---------- Records ----------

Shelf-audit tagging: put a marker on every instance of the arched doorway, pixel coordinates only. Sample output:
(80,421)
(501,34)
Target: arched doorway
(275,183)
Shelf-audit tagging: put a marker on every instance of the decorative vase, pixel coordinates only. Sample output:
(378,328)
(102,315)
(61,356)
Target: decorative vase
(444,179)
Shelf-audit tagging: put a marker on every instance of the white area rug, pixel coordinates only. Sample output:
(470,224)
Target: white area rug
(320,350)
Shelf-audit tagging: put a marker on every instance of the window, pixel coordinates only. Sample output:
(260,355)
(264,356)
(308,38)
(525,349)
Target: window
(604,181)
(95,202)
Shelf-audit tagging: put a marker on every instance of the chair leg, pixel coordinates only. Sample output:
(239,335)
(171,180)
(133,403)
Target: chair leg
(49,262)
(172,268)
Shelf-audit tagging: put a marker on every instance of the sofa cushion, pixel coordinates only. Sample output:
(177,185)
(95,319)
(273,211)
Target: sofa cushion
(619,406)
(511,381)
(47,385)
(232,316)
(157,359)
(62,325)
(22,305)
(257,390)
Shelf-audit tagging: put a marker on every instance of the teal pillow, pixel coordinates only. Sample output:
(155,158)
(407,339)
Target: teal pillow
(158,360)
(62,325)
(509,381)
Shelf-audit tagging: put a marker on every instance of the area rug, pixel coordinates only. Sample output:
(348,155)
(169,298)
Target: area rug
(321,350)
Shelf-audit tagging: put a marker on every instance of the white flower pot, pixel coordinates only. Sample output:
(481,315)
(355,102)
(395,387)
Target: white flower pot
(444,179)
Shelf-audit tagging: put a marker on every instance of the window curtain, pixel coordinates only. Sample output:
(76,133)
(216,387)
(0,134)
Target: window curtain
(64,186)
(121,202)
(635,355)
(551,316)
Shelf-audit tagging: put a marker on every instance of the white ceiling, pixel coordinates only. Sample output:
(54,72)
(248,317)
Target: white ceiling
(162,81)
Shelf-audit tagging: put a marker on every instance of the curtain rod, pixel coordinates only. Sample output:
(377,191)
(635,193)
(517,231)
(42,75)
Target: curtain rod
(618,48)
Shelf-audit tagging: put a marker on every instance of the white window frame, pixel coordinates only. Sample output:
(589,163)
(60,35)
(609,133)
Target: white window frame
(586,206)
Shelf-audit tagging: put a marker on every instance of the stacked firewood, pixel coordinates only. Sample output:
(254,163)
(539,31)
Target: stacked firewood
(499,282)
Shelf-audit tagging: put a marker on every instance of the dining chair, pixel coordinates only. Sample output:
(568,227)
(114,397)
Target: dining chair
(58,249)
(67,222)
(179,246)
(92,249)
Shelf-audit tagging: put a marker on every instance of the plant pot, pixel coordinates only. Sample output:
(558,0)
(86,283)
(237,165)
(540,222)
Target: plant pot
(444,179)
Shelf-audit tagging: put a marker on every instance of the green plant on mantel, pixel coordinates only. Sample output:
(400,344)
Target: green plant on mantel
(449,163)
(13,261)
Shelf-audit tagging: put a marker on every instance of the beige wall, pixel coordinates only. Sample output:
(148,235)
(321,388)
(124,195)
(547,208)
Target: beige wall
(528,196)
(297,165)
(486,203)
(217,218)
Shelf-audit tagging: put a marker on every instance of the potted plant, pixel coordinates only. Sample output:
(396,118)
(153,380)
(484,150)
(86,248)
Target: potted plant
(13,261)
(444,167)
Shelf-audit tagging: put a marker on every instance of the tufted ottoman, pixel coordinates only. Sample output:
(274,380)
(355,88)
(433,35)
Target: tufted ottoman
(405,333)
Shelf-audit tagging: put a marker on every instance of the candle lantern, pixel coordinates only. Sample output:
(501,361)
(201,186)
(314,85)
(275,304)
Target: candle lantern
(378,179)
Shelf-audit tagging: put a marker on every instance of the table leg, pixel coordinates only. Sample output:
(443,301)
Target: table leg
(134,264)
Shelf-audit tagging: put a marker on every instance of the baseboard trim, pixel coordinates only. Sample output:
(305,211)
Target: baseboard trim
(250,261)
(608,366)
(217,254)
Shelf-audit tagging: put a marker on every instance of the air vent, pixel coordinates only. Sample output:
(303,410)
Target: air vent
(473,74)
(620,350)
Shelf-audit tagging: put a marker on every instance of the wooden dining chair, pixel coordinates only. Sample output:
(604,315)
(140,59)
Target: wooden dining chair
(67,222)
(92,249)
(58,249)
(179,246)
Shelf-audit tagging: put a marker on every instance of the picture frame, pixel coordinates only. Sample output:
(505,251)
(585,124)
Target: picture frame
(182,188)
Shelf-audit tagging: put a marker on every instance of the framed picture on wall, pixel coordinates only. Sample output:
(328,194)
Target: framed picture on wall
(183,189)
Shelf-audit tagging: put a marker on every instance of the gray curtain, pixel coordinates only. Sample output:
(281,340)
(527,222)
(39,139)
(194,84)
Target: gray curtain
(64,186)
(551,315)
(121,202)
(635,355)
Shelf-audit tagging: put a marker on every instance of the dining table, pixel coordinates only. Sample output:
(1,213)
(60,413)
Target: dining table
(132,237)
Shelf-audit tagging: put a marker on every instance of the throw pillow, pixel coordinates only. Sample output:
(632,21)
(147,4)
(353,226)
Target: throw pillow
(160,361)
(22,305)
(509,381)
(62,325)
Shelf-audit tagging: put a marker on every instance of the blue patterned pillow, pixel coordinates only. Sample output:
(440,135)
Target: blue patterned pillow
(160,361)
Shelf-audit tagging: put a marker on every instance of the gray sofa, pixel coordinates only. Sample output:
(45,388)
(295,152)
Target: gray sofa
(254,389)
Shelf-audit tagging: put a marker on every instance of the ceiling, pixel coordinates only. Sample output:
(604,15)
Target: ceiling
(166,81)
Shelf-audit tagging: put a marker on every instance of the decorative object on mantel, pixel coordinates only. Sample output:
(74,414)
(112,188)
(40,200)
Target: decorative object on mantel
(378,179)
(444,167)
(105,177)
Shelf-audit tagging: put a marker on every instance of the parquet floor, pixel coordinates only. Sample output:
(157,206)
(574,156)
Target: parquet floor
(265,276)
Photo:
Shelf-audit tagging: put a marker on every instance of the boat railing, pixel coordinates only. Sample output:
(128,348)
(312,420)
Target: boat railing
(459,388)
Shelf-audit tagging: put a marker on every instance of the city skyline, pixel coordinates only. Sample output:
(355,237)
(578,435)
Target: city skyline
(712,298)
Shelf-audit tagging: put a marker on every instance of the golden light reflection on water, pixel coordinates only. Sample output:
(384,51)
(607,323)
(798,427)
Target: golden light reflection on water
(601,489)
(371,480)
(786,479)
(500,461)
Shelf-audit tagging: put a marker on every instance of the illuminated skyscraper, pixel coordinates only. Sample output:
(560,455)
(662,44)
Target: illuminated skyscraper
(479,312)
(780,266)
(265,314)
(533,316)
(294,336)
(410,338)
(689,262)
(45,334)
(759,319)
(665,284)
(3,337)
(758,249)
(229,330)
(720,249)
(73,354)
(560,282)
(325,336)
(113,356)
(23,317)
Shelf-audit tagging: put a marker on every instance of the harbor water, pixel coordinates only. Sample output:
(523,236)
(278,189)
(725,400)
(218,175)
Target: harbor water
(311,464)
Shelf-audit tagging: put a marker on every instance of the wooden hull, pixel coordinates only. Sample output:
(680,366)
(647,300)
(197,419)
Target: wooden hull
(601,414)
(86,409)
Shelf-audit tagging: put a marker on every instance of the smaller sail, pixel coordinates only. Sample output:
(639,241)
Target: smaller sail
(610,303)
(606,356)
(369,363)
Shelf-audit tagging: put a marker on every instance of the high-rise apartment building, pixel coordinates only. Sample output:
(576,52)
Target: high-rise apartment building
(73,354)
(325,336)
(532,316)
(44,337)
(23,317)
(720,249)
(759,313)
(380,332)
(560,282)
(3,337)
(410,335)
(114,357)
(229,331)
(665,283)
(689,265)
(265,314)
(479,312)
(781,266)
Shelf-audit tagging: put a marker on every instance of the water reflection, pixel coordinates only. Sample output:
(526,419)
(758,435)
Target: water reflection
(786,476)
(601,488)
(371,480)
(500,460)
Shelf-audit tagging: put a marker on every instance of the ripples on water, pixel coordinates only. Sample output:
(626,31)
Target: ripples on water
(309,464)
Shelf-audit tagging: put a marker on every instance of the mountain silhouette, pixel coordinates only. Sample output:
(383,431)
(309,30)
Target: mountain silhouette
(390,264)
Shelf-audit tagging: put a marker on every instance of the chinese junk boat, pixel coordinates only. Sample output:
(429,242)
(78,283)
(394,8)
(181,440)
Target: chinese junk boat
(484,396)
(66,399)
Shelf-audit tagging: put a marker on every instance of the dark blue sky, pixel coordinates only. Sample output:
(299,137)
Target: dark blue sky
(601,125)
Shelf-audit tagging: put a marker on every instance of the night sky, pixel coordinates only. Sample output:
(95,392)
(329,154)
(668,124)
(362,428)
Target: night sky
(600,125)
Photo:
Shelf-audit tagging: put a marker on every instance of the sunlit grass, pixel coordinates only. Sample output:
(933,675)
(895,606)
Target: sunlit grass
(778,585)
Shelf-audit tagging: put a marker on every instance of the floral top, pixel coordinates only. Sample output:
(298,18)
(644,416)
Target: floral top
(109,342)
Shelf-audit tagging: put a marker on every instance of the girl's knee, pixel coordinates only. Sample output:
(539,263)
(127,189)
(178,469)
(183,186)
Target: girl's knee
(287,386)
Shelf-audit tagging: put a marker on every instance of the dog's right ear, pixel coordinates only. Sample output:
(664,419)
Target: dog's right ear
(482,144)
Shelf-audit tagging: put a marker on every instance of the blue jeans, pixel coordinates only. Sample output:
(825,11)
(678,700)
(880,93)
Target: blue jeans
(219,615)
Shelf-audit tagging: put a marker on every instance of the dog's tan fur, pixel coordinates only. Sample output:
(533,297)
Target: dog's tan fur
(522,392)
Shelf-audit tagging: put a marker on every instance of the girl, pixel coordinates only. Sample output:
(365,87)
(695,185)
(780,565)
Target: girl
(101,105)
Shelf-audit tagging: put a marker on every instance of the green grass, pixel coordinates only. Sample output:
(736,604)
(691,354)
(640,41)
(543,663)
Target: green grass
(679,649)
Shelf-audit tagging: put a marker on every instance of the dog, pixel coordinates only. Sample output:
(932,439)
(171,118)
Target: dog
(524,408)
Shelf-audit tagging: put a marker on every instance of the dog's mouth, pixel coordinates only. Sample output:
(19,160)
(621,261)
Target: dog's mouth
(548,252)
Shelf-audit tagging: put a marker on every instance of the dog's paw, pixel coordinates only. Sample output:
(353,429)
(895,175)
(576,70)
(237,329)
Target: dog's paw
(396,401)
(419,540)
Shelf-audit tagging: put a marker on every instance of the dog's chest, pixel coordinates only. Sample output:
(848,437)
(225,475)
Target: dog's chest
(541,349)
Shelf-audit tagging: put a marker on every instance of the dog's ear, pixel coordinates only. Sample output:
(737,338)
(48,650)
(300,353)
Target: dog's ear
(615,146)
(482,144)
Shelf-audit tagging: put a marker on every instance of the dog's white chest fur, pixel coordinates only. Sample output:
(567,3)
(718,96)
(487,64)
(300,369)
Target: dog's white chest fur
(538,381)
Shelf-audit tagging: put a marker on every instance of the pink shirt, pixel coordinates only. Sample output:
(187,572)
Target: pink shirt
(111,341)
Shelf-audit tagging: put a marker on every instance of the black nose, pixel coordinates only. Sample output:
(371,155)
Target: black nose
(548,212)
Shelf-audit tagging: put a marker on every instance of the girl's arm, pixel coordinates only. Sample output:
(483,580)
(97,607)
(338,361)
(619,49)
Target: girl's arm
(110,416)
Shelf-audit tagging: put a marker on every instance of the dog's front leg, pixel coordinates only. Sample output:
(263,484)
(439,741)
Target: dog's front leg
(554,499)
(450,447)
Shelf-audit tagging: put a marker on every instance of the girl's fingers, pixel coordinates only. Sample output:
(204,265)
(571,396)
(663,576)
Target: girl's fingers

----------

**Given exercise**
Extract every line from the one with "green grass, pixel" down to the final line above, both included, exactly as written.

**Output for this exercise**
Shelf-audit tagging: put a marker on every instance of the green grass, pixel coordinates only. Sample output:
(736,604)
(691,354)
(640,41)
(543,663)
Target: green grass
(679,649)
Shelf-audit tagging: put a marker on every instance of the dog, pixel coordinates only. Sample output:
(932,439)
(171,118)
Target: dog
(524,408)
Shelf-audit tagging: put a marker on every instance of the dog's mouth, pixel coordinates only. Sample output:
(19,160)
(621,261)
Target: dog's mouth
(548,252)
Shelf-audit tagging: put a marker on every instance of the dog's paw, pixel coordinates only. Sample output:
(353,429)
(895,175)
(576,70)
(237,329)
Target: dog's paw
(396,401)
(419,540)
Shelf-audit tagging: put a marker on every instance of the dog's chest, pixel coordinates only. Sample output:
(848,437)
(225,475)
Target: dog's chest
(541,349)
Shelf-audit tagging: put a marker on every instance of the dog's ear, pixel coordinates only. Sample output:
(737,338)
(48,650)
(300,353)
Target: dog's ear
(615,146)
(482,144)
Shelf-audit tagging: put a marker on every instance of the dog's white chest fur, pixel coordinates only. Sample output:
(567,3)
(718,96)
(487,64)
(300,369)
Target: dog's white chest fur
(538,381)
Shelf-audit tagging: put a marker on every instance of the pink shirt, pixel coordinates only. Sample output:
(187,572)
Target: pink shirt
(111,341)
Shelf-audit tagging: put a marker on every instance of the black nose, pixel coordinates only. Sample output:
(371,155)
Target: black nose
(548,212)
Shelf-audit tagging: put a marker on every instance of the girl's arm, pixel coordinates only. Sample output:
(483,580)
(97,607)
(338,361)
(619,49)
Target: girl's arm
(110,416)
Shelf-audit tagging: put a marker on every instance of the dog's front leg, pixel coordinates only. Sample output:
(263,484)
(439,741)
Target: dog's front leg
(554,499)
(450,447)
Shelf-audit tagging: put a marker on every instance of the girl's fingers, pixel coordinates only. Sample output:
(204,265)
(571,396)
(663,576)
Target: girl's fingers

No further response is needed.